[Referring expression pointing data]
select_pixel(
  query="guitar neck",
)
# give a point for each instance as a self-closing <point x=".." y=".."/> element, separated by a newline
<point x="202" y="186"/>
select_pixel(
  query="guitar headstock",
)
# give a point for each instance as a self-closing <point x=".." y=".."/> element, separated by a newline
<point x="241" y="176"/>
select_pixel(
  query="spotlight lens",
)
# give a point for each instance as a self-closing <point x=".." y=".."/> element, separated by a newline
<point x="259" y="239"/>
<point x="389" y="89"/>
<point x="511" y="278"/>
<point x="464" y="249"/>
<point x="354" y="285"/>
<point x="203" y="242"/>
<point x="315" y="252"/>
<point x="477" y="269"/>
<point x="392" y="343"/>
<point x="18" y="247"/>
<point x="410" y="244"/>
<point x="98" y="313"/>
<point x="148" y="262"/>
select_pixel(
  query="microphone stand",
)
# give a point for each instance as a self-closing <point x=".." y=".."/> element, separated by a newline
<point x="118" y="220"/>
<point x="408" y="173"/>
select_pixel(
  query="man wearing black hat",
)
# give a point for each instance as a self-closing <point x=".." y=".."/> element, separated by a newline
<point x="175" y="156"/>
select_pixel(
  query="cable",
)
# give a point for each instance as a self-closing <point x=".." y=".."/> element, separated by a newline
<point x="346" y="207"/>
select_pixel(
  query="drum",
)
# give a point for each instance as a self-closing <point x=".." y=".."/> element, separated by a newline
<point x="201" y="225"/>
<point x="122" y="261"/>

### Exercise objective
One number makes up the answer: the number of lines among the entries that include the word "guitar".

### Response to the exercise
2